Point annotation dataset records:
○ ○ ○ ○ ○ ○ ○
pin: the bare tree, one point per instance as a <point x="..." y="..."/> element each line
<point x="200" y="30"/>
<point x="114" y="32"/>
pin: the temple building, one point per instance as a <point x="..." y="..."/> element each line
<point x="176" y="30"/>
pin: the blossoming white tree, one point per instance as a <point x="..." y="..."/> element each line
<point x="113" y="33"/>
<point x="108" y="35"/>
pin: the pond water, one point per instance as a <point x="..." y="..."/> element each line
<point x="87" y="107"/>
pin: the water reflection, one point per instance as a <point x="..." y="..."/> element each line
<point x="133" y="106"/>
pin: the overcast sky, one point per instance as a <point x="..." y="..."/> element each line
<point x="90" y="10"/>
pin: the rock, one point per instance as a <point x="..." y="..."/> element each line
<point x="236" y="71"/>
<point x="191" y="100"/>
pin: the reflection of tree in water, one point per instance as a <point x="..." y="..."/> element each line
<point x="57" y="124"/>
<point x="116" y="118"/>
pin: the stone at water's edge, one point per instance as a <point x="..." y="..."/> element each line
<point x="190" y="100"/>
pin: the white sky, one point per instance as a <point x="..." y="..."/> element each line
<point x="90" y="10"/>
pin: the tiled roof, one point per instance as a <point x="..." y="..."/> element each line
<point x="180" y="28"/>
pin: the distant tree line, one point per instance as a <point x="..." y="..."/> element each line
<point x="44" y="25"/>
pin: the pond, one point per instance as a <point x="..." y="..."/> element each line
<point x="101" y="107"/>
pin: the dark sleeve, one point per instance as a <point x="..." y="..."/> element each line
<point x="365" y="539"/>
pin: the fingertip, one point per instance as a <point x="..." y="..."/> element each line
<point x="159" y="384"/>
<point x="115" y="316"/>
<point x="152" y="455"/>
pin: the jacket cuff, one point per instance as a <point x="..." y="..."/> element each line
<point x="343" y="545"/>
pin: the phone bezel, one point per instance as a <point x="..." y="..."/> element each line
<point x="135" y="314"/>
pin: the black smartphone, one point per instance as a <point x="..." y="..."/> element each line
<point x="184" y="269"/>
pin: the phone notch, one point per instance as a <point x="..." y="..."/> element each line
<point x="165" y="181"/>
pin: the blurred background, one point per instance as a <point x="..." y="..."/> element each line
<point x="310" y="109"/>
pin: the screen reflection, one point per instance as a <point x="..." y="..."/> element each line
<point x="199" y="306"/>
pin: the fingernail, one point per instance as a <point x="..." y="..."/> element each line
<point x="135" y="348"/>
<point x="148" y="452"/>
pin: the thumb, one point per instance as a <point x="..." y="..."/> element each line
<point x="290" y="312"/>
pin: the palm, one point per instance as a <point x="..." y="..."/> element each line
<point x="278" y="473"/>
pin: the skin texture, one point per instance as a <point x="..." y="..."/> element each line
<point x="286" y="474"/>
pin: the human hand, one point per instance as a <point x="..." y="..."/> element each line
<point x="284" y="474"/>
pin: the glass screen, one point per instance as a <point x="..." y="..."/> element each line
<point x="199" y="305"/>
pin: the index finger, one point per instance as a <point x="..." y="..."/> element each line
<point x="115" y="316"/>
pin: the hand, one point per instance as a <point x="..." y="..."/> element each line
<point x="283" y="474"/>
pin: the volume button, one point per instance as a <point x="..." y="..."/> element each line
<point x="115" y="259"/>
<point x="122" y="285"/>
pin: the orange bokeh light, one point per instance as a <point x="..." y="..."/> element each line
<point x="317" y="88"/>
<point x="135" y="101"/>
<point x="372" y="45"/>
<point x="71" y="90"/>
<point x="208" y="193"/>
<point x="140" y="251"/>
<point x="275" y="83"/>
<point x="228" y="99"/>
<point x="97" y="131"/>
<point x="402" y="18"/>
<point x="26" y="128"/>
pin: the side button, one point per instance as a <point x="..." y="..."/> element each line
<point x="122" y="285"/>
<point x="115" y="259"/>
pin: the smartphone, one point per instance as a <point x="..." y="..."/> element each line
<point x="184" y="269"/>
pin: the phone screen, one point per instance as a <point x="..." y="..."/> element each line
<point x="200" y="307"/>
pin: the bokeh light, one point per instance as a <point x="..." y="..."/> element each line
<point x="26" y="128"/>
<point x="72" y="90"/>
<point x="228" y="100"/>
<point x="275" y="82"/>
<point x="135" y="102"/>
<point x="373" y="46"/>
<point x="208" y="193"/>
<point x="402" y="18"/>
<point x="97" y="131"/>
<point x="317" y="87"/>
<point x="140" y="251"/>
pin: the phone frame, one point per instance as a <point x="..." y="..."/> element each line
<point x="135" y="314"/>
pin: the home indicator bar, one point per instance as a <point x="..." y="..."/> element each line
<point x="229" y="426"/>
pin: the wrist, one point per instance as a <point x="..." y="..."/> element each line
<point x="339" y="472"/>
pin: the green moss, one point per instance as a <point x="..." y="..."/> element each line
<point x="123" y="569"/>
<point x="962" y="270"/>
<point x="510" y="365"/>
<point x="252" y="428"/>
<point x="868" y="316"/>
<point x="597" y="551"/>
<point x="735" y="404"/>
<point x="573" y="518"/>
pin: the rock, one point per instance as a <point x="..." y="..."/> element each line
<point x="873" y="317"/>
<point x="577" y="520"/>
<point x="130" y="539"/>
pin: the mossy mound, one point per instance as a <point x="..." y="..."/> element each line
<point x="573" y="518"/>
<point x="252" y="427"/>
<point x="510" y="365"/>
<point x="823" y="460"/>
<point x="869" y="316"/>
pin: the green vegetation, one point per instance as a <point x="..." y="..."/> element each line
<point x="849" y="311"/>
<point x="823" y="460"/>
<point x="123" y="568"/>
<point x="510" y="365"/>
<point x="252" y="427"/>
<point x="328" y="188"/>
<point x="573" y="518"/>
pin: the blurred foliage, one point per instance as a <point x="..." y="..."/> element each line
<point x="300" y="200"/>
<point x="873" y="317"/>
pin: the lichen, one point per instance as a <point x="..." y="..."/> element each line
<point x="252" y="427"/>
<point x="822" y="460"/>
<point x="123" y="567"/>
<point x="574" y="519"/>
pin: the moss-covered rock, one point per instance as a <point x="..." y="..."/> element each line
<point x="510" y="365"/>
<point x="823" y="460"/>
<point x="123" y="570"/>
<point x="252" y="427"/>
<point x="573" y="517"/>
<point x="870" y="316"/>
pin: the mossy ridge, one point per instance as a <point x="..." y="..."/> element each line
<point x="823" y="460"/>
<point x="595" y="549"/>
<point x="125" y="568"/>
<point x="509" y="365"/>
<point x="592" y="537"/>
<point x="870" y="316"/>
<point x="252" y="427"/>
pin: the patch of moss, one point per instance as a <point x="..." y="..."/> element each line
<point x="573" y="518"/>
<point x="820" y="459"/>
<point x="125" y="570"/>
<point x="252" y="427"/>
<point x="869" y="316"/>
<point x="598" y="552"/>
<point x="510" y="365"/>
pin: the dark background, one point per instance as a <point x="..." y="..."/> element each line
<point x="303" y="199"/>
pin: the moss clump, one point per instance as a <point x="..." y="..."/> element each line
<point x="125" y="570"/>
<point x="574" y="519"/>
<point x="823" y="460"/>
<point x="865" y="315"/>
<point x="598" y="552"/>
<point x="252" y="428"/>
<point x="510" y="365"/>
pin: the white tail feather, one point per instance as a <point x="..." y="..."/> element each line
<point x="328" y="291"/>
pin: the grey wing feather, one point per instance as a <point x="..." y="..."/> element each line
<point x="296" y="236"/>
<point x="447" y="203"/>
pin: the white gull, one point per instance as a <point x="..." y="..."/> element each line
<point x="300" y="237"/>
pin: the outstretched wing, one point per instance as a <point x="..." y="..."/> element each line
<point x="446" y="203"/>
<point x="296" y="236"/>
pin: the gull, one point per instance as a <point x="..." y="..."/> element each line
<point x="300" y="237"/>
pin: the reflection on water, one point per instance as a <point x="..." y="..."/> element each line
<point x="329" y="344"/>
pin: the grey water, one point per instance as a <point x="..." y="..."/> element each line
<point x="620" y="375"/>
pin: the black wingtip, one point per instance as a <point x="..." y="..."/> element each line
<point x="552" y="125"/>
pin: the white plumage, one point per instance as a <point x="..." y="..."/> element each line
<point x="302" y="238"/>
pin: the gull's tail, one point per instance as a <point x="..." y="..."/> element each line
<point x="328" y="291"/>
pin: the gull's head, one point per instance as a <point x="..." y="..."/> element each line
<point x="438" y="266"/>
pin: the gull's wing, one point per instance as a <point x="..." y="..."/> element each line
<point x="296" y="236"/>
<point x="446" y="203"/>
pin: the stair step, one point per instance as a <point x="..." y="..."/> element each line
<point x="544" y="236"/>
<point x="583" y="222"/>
○ ○ ○ ○ ○ ○ ○
Using the records above, please retype only the run of lines from the line holding "pin: the gull, one" through the last line, both ends included.

*ANSWER BELOW:*
pin: the gull, one point per instance as a <point x="..." y="..."/> element each line
<point x="300" y="237"/>
pin: the reflection on water, one point per instance as a <point x="..." y="..."/> element each line
<point x="329" y="344"/>
pin: the grey water, one point per instance as a <point x="..." y="..."/> element each line
<point x="620" y="375"/>
pin: the black wingtip, one point per instance as a <point x="..." y="..."/> element each line
<point x="552" y="125"/>
pin: the white plumage, one point per instance as a <point x="..." y="..."/> element each line
<point x="302" y="238"/>
pin: the gull's tail, one point per instance as a <point x="..." y="..."/> element each line
<point x="328" y="291"/>
pin: the gull's head, one point per instance as a <point x="..." y="..."/> element each line
<point x="438" y="266"/>
pin: the gull's wing, one point per instance as a <point x="..." y="..."/> element each line
<point x="296" y="236"/>
<point x="446" y="203"/>
pin: the stair step, one point per instance as a <point x="..." y="..."/> element each line
<point x="544" y="236"/>
<point x="583" y="222"/>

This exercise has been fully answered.